§ Data to process:
_____

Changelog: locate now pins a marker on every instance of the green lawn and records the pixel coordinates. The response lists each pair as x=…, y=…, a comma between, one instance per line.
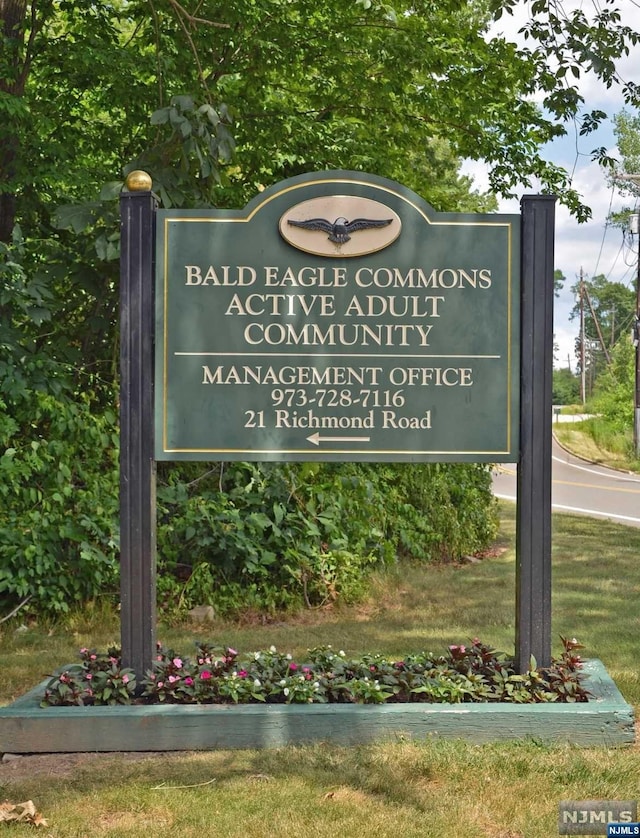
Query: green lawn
x=411, y=789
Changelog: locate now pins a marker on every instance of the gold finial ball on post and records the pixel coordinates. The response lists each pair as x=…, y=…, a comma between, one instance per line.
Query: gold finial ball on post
x=138, y=181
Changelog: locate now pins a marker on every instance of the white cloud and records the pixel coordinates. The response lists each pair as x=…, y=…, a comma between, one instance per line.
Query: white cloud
x=593, y=246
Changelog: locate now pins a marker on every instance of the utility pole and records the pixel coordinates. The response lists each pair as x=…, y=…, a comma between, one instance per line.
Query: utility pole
x=636, y=341
x=583, y=379
x=635, y=179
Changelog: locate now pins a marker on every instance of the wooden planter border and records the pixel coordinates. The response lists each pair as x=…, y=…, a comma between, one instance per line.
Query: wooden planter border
x=25, y=727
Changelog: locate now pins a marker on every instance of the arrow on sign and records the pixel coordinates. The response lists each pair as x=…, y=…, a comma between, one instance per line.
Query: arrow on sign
x=316, y=439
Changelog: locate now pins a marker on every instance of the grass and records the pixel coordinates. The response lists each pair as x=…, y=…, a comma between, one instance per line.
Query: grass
x=423, y=789
x=593, y=442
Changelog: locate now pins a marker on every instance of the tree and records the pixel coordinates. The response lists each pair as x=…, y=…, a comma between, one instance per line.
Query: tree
x=566, y=387
x=608, y=310
x=218, y=101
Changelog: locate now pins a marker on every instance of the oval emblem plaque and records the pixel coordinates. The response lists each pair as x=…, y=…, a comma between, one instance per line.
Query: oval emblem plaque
x=340, y=225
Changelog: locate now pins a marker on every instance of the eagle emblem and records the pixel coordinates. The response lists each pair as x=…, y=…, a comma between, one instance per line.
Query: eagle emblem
x=339, y=230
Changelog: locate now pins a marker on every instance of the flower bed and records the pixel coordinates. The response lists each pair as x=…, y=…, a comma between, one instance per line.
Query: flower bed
x=465, y=674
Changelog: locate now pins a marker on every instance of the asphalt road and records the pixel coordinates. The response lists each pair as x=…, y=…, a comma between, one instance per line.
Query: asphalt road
x=581, y=488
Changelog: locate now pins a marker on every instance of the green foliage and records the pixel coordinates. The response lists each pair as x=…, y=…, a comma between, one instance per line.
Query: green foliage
x=613, y=398
x=275, y=536
x=566, y=387
x=476, y=673
x=58, y=509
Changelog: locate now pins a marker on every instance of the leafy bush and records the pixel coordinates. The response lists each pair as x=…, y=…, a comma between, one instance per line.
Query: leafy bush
x=220, y=676
x=271, y=536
x=59, y=501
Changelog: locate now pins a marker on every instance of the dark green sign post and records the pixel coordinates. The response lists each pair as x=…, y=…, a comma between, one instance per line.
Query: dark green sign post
x=338, y=317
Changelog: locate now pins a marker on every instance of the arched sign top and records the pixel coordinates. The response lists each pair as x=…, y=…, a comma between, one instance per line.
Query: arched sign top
x=337, y=316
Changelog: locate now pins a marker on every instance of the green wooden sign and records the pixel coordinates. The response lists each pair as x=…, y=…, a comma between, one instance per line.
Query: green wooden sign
x=337, y=317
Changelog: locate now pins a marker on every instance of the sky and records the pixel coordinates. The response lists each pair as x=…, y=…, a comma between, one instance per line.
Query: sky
x=594, y=247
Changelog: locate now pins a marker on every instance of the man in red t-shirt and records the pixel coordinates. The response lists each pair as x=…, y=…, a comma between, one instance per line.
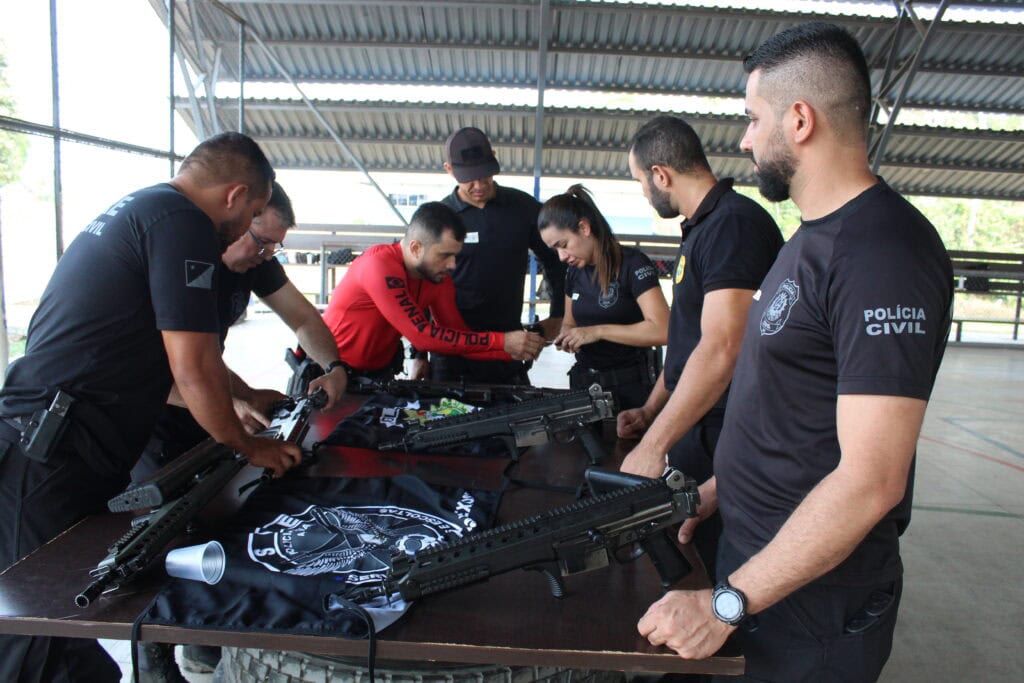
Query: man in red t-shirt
x=406, y=290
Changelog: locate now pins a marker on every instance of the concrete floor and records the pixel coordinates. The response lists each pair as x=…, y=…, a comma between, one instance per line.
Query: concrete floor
x=964, y=599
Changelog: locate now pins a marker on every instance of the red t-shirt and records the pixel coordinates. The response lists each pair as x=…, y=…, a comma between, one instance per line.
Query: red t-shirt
x=377, y=302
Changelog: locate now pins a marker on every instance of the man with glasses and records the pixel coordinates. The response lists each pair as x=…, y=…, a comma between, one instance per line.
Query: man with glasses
x=248, y=266
x=130, y=309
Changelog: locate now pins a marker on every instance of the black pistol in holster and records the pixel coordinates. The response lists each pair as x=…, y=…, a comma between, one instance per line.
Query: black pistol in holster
x=44, y=428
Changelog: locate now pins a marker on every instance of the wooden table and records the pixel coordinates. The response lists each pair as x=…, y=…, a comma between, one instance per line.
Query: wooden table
x=510, y=620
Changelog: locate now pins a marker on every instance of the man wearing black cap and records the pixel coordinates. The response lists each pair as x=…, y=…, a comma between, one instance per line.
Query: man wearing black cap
x=491, y=270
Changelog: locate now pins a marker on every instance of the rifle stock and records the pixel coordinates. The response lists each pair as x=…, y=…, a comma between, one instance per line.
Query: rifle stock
x=471, y=393
x=181, y=491
x=529, y=423
x=569, y=540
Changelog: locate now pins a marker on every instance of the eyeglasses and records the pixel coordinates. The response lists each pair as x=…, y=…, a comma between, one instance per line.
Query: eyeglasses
x=264, y=245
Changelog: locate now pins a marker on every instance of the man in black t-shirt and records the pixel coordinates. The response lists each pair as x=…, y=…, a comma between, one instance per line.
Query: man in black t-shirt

_____

§ Exercise aim: Copy out the material above line for line, leaving out the pictures.

§ Solved problem:
Changelog: locate now pins a marker on every instance of the green lawn and records the pixel coordinates. The response lists each pair as x=…, y=…, a comma between, one instance per line.
Query: green lawn
x=411, y=789
Changelog: locate now pins a marker on every instance of the gold finial ball on post and records the pixel coordinates. The response lists each pair as x=…, y=…, a comma between, one instance per line.
Query: gold finial ball on post
x=138, y=181
Changelog: locate now pins a marker on every instance of the white cloud and records the pixel coordinates. The response lists each pair as x=…, y=…, a comma between, one instance per line.
Query: white cloud
x=593, y=246
Changelog: locate now pins a marker on every instance of the utility pole and records the pixel coordinates. The response lists each pair as x=…, y=…, a comma between, one instance per line.
Query: utility pole
x=636, y=341
x=583, y=379
x=635, y=179
Changelog: locate now pins a marker on every instance of the wooden planter border and records the pixel coordinates. The response lists each pair as x=…, y=…, a comma between, one instance per line.
Query: wooden planter border
x=25, y=727
Changelog: locate now pins a marker on every instance of the arrow on sign and records the pixel coordinates. The response lists each pair as x=…, y=…, a comma between, one instance per line.
Query: arrow on sign
x=316, y=439
Changelog: locate now pins a marker on every instance of the grass and records the pixel coordinates. The response lists each pair as x=…, y=…, a comma between, one instance per line.
Query: grass
x=423, y=789
x=593, y=442
Changelog: locate now pins a marker on every instance of the tree and records the pixel coordinates. The response lists each pair as x=…, y=…, a comma between, one instance per line.
Query: tree
x=566, y=387
x=608, y=310
x=218, y=101
Changelog: locate now pins a marker on every instance of the oval emblem plaque and records the pixel coordinates. The response lists each pair as x=…, y=…, a comma between, one instance per line.
Query: oval emblem plaque
x=340, y=225
Changelog: locate now pins a marker on every instance of the eagle emblem and records the pixel coordinates. The response lists each pair as x=…, y=…, a comma between, one instance per line.
Query: eagle emblem
x=339, y=230
Changelog: locate now pins a marker on every instance of the flower bed and records the pixel coordinates. The response lists each pair as x=…, y=…, a comma between, one instance per line.
Query: flower bed
x=465, y=674
Changelog: locate now pins a marker on every instance of the asphalt road and records the pixel coordinates. The response lists each pair as x=…, y=…, a comma between, one instance per line.
Query: asphalt road
x=581, y=488
Changelog: locate now pins a marker on every instance of the green foliage and records the pixel coordinates. The response lists each pair as x=…, y=…, a comma between, one instance per line.
Query: green foliage
x=613, y=398
x=275, y=536
x=566, y=387
x=476, y=673
x=58, y=509
Changelog: locate now pins a marker on every instance of the leafy bush and records the pixel coordinates. The response lists each pair as x=…, y=…, a comma between, one instance per line.
Query: leafy bush
x=220, y=676
x=271, y=536
x=59, y=501
Changelog: locate now pins a marker on every instance of the dark green sign post and records the pixel coordinates. The response lists each pair as x=…, y=…, a comma between, one instance per line.
Query: dark green sign post
x=338, y=317
Changelog: locate now pins a marker on every instance of the arched sign top and records the pixel coordinates. The response lists each pair as x=…, y=…, a comma between, one instance per line.
Query: arched sign top
x=337, y=316
Changelog: locate now pins a marker on every instance of the green wooden sign and records the pixel coordinates. The response lists each pair as x=…, y=…, a comma between, one instance per line.
Query: green wooden sign
x=337, y=317
Changelog: locate now pins a marker on every instance of the sky and records the pixel coordinates. The response lists each pair as x=…, y=…, a comma between, one instance per line.
Query: sky
x=594, y=247
Changelog: locate now pins a marker on every instance of the man in red t-shirt and records the pixel coordinates. The response lists each pair as x=…, y=…, a comma between, one instance per line.
Query: man in red t-shirt
x=406, y=290
Changelog: locate now pins a marker on every instance of the concrete floor and records the pixel coordinates. The response lists each pair as x=…, y=…, a comma between, one instance per line.
Query: concrete floor
x=964, y=599
Changelog: locate now pins a marker on every instance of the red t-shirt and records the pixel coordinates. The response lists each pair as x=…, y=…, a comma between, one instance per line.
Query: red t-shirt
x=377, y=302
Changelog: locate now pins a marker on every instance of the man with glasses and records the pixel coordinates. The response lists each pair as x=…, y=…, a comma between, one instance per line.
Query: man with glasses
x=248, y=266
x=130, y=309
Changelog: locate now pins a marker on every instance of the black pistol in holster and records the pixel coordinates. The response lists each pair as x=…, y=…, a comma between, one instance per line.
Query: black pistol in holster
x=44, y=428
Changelog: locate now pins a marker on every instance of the wooden table and records the pixel coordinates. The response lists each pair as x=…, y=…, a comma between, one instance per line.
Query: wooden table
x=510, y=620
Changelog: locate now pins a marker on every instance of the man wearing black cap and records the pixel coordinates. The response lists each pair as x=…, y=…, a comma between, one instance per line.
Query: man wearing black cap
x=491, y=270
Changelog: locate now pins a marker on every instance of the rifle stock and records the pixel coordinates. The response lists each pair as x=…, y=…, a comma between, one instance per line.
Query: rifle stock
x=471, y=393
x=181, y=491
x=529, y=423
x=569, y=540
Changelog: locate now pins a marker on every instance of the eyeglasses and records the pixel coordinates. The response lists each pair as x=…, y=…, a comma between, one instance per line.
Query: eyeglasses
x=264, y=245
Changelog: locate now pins a marker on every instance of the man in black t-shirt and records the pixel coordinates. The response lists each pair as x=…, y=…, a comma between, one instance per line.
Query: man in black t-shirt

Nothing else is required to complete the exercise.